WHAT YOU WILL DO:
All of the records must be set down again word for word.
BEGIN
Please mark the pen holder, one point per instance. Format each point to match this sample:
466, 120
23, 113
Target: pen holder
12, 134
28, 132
END
RESULT FOR THIS EXERCISE:
Please mark the pen holder, one point per instance. Format each point to match this sample:
466, 120
23, 113
Target: pen holder
12, 134
28, 132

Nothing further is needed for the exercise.